**TEXTE DE LA PAGE**

J’ai été très contente de retourner au Centre Pompidou.
Mais l’exposition «Elles font l’abstraction » m’a rendu triste et dubitative.
Tout d’abord, elle montre bien l’histoire des ‘invisibles’, des artistes femmes cantonnées trop souvent aux arts décoratifs, au textile, au statut de l’égérie et de l’épouse d’artiste.
Cette réalité est une plaie ouverte, une douleur du passé. Et une réalité désagréable encore de nos jours. Les récits de l’histoire de l’art présentent de ‘grands hommes’ et les femmes en sont absentes.
Les raisons sont variées, citons entre autres le statut de la femme dans la société, l’accès à l’éducation, la pression sociale. Qui connaît Janet Sobel et sa technique de « dripping » ? Pollock est considéré comme l’inventeur. Exit Sobel, Krasner, Frankenthaler.
Nous avons tous entendu parler des artistes masculins d’Op and Pop (art optique) comme Vasarely ou Escher, mais qui connaît Boto, Kolarova et Riley. Oui, c’est triste et ce n’est pas nouveau. Les femmes artistes ont été souvent invisibles.
Réécrire l’histoire de l’art?
Les organisateurs se sont visiblement donnés comme objectif de réécrire l’histoire de l’art abstrait avec comme mot d’ordre :
« Il faut penser les femmes artistes indispensables à la compréhension de l’art et montrer qu’elles ont participé à chaque mouvement. «
Et voilà la seconde raison de ma tristesse ou plus l’objet de mon agacement.
L’enfer est pavé de bonnes intentions. C’est ce vieil adage qui me vient à l’esprit à la sortie de l’exposition du Centre Pompidou cette semaine.
L’exposition est un véritable parcours pédagogique sur l’invisibilité, mais pour illustrer les propos, elle présente malheureusement une sélection d’œuvres pas toujours des plus convaincantes.

**DONNÉES RECUEILLIES**
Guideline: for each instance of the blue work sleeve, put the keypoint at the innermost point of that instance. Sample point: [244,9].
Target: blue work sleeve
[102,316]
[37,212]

**OBJECTIF A**
Recopiez le passage du texte sur l'exposition du Centre Pompidou compris entre "J’ai été très" et "en sont absentes.", bornes incluses, en substituant "situation" à "réalité".
**OBJECTIF B**
D'après le texte sur l'exposition du Centre Pompidou, qui est considéré comme l'inventeur de la technique du « dripping » ?
**OBJECTIF C**
Énumérez les raisons que le texte sur l'exposition du Centre Pompidou cite pour expliquer l'absence des femmes dans les récits de l'histoire de l'art.

**SOLUTION COMPLÈTE A**
J’ai été très contente de retourner au Centre Pompidou.
Mais l’exposition «Elles font l’abstraction » m’a rendu triste et dubitative.
Tout d’abord, elle montre bien l’histoire des ‘invisibles’, des artistes femmes cantonnées trop souvent aux arts décoratifs, au textile, au statut de l’égérie et de l’épouse d’artiste.
Cette situation est une plaie ouverte, une douleur du passé. Et une situation désagréable encore de nos jours. Les récits de l’histoire de l’art présentent de ‘grands hommes’ et les femmes en sont absentes.

**SOLUTION COMPLÈTE B**
Pollock.

**SOLUTION COMPLÈTE C**
- Le statut de la femme dans la société
- L'accès à l'éducation
- La pression sociale